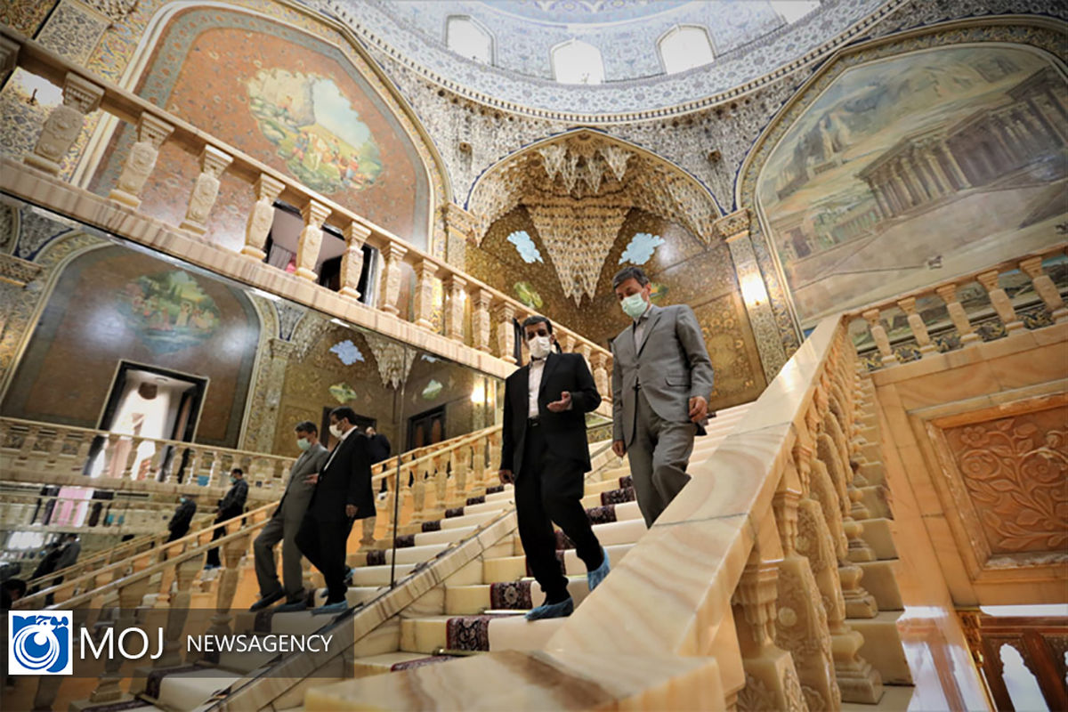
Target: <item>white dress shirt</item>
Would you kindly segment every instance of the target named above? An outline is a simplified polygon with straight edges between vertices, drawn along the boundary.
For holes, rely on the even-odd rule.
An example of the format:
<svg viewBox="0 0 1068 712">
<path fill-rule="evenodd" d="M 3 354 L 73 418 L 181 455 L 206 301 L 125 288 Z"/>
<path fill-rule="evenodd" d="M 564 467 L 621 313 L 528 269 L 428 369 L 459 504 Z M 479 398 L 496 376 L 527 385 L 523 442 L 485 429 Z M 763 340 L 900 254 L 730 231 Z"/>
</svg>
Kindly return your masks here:
<svg viewBox="0 0 1068 712">
<path fill-rule="evenodd" d="M 337 450 L 341 449 L 341 444 L 343 442 L 345 442 L 345 439 L 348 438 L 354 432 L 356 432 L 356 427 L 355 426 L 351 427 L 351 428 L 349 428 L 348 430 L 346 430 L 345 432 L 342 433 L 341 439 L 337 441 L 337 444 L 334 445 L 334 448 L 332 450 L 330 450 L 330 457 L 327 458 L 327 463 L 325 465 L 323 465 L 323 470 L 320 470 L 319 472 L 326 472 L 327 471 L 327 468 L 329 468 L 330 463 L 333 462 L 333 456 L 336 455 Z"/>
<path fill-rule="evenodd" d="M 548 359 L 549 357 L 546 357 Z M 545 373 L 545 359 L 531 359 L 530 373 L 527 377 L 527 417 L 537 417 L 537 395 L 541 390 L 541 374 Z"/>
</svg>

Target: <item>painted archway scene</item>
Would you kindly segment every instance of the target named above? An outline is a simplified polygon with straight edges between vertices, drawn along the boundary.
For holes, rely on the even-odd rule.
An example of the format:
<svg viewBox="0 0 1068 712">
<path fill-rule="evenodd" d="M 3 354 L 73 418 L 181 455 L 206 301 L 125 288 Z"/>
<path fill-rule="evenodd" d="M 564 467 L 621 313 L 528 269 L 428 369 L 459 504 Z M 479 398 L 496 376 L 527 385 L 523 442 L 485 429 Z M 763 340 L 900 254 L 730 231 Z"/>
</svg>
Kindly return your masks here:
<svg viewBox="0 0 1068 712">
<path fill-rule="evenodd" d="M 757 180 L 802 325 L 1056 241 L 1066 127 L 1064 75 L 1024 49 L 941 48 L 842 73 Z"/>
</svg>

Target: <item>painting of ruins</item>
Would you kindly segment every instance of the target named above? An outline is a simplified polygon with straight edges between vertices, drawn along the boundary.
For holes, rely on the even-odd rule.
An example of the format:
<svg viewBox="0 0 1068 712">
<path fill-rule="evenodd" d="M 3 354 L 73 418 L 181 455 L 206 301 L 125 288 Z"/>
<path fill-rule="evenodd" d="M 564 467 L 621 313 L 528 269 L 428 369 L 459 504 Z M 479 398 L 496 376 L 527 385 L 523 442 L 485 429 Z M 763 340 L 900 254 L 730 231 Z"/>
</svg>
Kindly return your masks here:
<svg viewBox="0 0 1068 712">
<path fill-rule="evenodd" d="M 842 73 L 757 180 L 802 326 L 1064 239 L 1066 146 L 1068 83 L 1031 50 L 933 49 Z"/>
</svg>

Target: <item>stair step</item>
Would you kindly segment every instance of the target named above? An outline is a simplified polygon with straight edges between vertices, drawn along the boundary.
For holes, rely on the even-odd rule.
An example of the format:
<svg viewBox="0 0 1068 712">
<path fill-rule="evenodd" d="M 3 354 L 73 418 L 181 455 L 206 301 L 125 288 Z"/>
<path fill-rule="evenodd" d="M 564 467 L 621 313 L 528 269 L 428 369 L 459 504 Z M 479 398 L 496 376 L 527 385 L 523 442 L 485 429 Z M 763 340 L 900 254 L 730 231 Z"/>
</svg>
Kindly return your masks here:
<svg viewBox="0 0 1068 712">
<path fill-rule="evenodd" d="M 579 605 L 590 592 L 586 575 L 569 575 L 567 592 Z M 487 610 L 529 611 L 543 603 L 545 592 L 530 577 L 475 586 L 445 586 L 445 613 L 451 616 L 477 615 Z"/>
<path fill-rule="evenodd" d="M 426 661 L 426 664 L 431 664 L 430 661 L 446 662 L 449 660 L 453 659 L 445 656 L 435 658 L 433 655 L 428 658 L 422 652 L 405 652 L 403 650 L 378 655 L 367 655 L 366 658 L 358 658 L 354 663 L 354 677 L 365 678 L 372 675 L 393 673 L 396 665 L 408 667 L 412 666 L 412 663 L 422 663 L 423 661 Z"/>
<path fill-rule="evenodd" d="M 516 616 L 430 616 L 400 620 L 400 649 L 433 653 L 453 650 L 534 650 L 564 623 L 563 618 L 527 620 Z"/>
<path fill-rule="evenodd" d="M 608 560 L 613 568 L 618 565 L 619 560 L 633 545 L 632 543 L 626 543 L 604 547 L 604 551 L 608 552 Z M 560 558 L 561 554 L 563 554 L 566 574 L 584 574 L 586 572 L 586 565 L 582 563 L 582 559 L 579 558 L 574 549 L 557 552 L 557 558 Z M 501 556 L 499 558 L 489 558 L 482 563 L 482 582 L 484 584 L 519 581 L 529 575 L 530 572 L 527 570 L 525 556 Z"/>
</svg>

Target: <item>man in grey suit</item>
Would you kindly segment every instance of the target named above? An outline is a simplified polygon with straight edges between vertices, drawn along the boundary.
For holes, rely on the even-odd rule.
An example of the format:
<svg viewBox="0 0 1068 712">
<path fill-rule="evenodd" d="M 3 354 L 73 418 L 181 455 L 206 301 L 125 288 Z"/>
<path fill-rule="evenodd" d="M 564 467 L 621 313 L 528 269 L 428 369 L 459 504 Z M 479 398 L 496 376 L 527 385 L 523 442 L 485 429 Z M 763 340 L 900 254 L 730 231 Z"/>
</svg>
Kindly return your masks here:
<svg viewBox="0 0 1068 712">
<path fill-rule="evenodd" d="M 255 554 L 256 579 L 260 582 L 260 600 L 252 604 L 250 611 L 261 611 L 283 596 L 286 602 L 280 605 L 280 612 L 303 611 L 304 584 L 303 567 L 300 566 L 300 550 L 297 548 L 297 532 L 304 519 L 304 511 L 312 500 L 315 486 L 308 484 L 307 478 L 323 469 L 330 452 L 318 441 L 318 428 L 311 421 L 304 421 L 295 428 L 297 445 L 303 450 L 289 471 L 289 481 L 278 509 L 263 532 L 252 543 Z M 278 569 L 274 565 L 274 544 L 282 542 L 282 577 L 285 587 L 278 581 Z"/>
<path fill-rule="evenodd" d="M 653 526 L 690 481 L 693 437 L 705 434 L 712 364 L 686 304 L 655 306 L 649 278 L 625 267 L 612 288 L 632 323 L 612 341 L 612 450 L 628 456 L 638 506 Z"/>
</svg>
################
_Goal of the exercise_
Reproduce, unchanged, the stretch of rows that opens with the line containing "Target: <item>stair step</item>" and closes with the line containing "579 605 L 590", including both of those lines.

_Full output_
Target: <item>stair step</item>
Would you kindly segment every instance of the target named above? An outline is a simplified polygon with straight edges between vertices, drawn along the boundary.
For holes, rely on the even-odd rule.
An example of the format:
<svg viewBox="0 0 1068 712">
<path fill-rule="evenodd" d="M 3 354 L 73 418 L 181 455 L 206 301 L 125 288 Z"/>
<path fill-rule="evenodd" d="M 564 467 L 621 313 L 528 269 L 428 369 L 459 504 Z M 479 398 L 496 376 L 527 385 L 523 442 L 485 429 Z M 763 340 L 900 254 L 730 231 Z"/>
</svg>
Kindly return your masks here:
<svg viewBox="0 0 1068 712">
<path fill-rule="evenodd" d="M 579 605 L 590 592 L 586 575 L 569 575 L 567 592 Z M 487 610 L 529 611 L 543 603 L 545 592 L 530 577 L 475 586 L 445 586 L 445 613 L 451 616 L 477 615 Z"/>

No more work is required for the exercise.